◆ Instructions for the task ◆
At the line that includes "Indicate the woven", begin writing out the entries below exactly, and continue through the last line without adding anything.

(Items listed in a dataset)

══════

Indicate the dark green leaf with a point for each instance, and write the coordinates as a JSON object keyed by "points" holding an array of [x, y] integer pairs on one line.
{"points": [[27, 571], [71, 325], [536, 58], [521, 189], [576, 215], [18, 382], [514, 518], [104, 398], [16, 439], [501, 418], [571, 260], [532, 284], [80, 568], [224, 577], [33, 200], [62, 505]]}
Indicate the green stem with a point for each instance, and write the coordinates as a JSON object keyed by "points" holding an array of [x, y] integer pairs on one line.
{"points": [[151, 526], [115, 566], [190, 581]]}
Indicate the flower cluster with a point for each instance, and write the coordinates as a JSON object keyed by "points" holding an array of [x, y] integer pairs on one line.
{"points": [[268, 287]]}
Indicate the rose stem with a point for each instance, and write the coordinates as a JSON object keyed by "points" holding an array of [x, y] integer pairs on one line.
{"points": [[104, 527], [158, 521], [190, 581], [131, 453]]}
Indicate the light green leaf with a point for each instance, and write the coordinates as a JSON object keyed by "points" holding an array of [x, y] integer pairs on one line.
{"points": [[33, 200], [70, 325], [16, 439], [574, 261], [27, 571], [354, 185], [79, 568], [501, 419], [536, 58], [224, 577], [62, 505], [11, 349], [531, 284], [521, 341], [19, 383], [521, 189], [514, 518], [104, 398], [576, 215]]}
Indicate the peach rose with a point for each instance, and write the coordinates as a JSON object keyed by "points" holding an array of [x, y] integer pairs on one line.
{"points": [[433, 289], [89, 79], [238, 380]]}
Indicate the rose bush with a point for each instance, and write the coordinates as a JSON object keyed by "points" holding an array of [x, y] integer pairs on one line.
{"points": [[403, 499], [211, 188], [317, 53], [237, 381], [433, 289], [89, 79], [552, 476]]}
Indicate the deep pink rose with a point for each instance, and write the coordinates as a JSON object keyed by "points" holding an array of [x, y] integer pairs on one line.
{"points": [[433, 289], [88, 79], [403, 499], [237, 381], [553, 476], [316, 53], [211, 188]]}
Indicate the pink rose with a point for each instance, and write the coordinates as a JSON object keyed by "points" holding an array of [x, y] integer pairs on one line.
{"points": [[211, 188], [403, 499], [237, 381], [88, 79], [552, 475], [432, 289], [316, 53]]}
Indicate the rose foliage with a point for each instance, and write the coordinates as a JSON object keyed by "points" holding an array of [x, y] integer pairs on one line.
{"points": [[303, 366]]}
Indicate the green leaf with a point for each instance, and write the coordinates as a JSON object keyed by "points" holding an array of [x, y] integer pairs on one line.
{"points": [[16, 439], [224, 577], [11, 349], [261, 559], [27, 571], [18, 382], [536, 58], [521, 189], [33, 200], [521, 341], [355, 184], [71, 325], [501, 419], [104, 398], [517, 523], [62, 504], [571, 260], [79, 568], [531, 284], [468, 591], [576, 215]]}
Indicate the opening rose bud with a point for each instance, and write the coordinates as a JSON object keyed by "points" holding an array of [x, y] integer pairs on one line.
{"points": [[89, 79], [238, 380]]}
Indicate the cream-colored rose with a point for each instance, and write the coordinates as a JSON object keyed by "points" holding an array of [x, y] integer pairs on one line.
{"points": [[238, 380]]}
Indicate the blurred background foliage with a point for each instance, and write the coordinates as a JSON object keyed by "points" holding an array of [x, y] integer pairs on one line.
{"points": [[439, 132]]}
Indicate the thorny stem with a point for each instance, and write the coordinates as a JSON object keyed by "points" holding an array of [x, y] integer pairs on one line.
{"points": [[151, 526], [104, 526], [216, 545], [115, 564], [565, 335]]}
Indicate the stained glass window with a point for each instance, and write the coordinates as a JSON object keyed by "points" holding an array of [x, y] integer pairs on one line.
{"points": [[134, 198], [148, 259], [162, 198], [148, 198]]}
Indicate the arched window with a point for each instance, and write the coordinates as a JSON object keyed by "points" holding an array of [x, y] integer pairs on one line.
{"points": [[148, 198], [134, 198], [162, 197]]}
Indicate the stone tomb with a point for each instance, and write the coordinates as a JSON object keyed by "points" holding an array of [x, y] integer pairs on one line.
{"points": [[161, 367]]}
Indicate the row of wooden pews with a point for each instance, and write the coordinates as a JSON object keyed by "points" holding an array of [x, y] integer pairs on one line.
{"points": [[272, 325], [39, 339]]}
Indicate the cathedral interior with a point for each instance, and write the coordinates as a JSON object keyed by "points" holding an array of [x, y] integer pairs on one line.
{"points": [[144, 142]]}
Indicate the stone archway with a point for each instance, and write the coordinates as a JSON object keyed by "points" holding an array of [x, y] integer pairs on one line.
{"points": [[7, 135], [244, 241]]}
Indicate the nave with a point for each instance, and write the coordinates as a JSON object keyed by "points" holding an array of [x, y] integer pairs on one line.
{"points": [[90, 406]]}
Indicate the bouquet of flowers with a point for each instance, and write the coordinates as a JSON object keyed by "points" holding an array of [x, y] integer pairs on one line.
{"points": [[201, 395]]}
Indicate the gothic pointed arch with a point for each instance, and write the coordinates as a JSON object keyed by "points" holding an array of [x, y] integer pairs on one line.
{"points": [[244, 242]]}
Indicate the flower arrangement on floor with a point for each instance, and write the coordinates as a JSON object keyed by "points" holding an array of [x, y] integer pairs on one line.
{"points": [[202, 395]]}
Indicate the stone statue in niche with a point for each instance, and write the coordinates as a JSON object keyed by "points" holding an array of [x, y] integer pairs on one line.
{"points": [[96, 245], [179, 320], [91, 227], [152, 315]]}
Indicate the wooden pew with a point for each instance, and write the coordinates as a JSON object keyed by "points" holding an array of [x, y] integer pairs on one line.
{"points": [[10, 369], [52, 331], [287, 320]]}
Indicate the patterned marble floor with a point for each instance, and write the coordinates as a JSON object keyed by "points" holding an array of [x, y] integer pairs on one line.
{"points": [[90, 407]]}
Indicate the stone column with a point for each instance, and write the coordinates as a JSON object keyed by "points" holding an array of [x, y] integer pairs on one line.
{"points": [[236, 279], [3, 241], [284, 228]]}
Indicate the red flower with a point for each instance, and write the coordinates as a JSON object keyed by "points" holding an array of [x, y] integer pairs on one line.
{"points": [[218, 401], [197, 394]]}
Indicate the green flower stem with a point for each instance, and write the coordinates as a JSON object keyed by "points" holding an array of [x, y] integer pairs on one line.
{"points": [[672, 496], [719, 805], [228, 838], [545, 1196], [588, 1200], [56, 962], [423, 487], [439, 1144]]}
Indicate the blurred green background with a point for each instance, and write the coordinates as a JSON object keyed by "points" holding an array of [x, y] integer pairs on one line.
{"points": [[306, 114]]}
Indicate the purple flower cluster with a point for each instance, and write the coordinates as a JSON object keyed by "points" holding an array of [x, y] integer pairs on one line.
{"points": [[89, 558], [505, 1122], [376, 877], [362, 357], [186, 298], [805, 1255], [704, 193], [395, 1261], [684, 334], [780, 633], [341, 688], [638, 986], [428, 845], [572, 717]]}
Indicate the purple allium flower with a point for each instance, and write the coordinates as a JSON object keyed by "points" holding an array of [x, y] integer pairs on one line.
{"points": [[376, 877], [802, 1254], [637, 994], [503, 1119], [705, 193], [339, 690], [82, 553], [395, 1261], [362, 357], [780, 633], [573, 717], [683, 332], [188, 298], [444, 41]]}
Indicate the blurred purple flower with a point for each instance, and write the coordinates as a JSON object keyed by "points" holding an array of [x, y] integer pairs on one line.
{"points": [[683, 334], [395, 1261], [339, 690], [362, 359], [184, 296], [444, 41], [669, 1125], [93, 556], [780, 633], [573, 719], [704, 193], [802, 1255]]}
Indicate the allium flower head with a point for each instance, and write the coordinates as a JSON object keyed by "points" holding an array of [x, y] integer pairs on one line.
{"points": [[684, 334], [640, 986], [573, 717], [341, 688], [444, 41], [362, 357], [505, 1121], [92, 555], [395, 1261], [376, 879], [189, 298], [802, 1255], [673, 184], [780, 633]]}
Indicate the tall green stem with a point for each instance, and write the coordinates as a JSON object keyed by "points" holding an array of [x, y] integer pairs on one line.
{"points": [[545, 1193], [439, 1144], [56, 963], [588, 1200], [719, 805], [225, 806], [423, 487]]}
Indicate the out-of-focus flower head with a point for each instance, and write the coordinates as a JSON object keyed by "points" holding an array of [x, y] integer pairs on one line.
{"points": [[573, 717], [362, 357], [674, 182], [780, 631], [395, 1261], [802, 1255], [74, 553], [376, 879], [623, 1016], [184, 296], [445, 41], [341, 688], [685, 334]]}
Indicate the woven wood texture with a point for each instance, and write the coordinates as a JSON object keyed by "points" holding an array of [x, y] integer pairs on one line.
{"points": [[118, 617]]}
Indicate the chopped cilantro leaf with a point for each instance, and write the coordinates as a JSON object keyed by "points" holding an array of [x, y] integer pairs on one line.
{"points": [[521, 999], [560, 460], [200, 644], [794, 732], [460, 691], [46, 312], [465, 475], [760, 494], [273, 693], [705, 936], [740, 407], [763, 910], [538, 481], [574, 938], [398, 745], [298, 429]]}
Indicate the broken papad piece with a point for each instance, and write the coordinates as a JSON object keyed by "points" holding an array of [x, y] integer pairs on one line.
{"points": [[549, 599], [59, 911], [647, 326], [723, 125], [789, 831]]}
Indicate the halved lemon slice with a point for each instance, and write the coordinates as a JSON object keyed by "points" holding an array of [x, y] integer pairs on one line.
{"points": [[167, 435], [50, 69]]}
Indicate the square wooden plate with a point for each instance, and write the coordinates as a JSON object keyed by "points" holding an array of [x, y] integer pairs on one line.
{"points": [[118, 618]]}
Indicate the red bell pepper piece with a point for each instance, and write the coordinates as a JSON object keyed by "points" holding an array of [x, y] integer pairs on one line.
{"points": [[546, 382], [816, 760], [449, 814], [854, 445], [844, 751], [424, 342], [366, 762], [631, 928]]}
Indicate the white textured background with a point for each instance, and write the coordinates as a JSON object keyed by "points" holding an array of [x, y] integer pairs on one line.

══════

◆ Answer space ◆
Indicate the woven wood texture with a point for each instance, and write the coordinates as a JSON object keyed by "points" holding an array of [x, y] integer pairs on one line.
{"points": [[118, 617]]}
Indicate the chopped cilantro leaf with a point for each instance, and write the coordinates as a JSON object keyed by "points" holding an array of [x, y] integer pairs on one line.
{"points": [[521, 999], [560, 460], [200, 644], [794, 732], [460, 691], [46, 312], [465, 475], [760, 494], [273, 693], [705, 936], [740, 407], [763, 910], [538, 481], [574, 938], [398, 745], [298, 429]]}
Indicate the broken papad piece with a point for each instance, and write the coordinates as a JSON object keyed by "points" holding an array of [x, y] integer pairs on one line.
{"points": [[549, 599], [59, 911], [647, 326], [723, 125], [789, 831]]}
Indicate the halved lemon slice with a point for each instance, and write the coordinates as a JSON object keyed by "points" holding an array of [x, y] integer pairs on one line.
{"points": [[167, 435], [50, 69]]}
Indicate the square wooden plate with a point for each instance, and write the coordinates as a JSON object keyed by "points" holding an array of [x, y] integer pairs on one line.
{"points": [[118, 618]]}
Indicate the red bell pepper piece with a point for each instance, and write the coordinates as a JSON object keyed by "points" holding an array of [x, y] integer pairs on one line.
{"points": [[546, 382], [816, 760], [449, 814], [854, 445], [844, 751], [424, 342], [366, 762], [631, 928]]}
Indicate the white textured background with a point for each instance, and write the coordinates as a JSON object keyed by "points" holding an array of [x, y] integer pairs on one line.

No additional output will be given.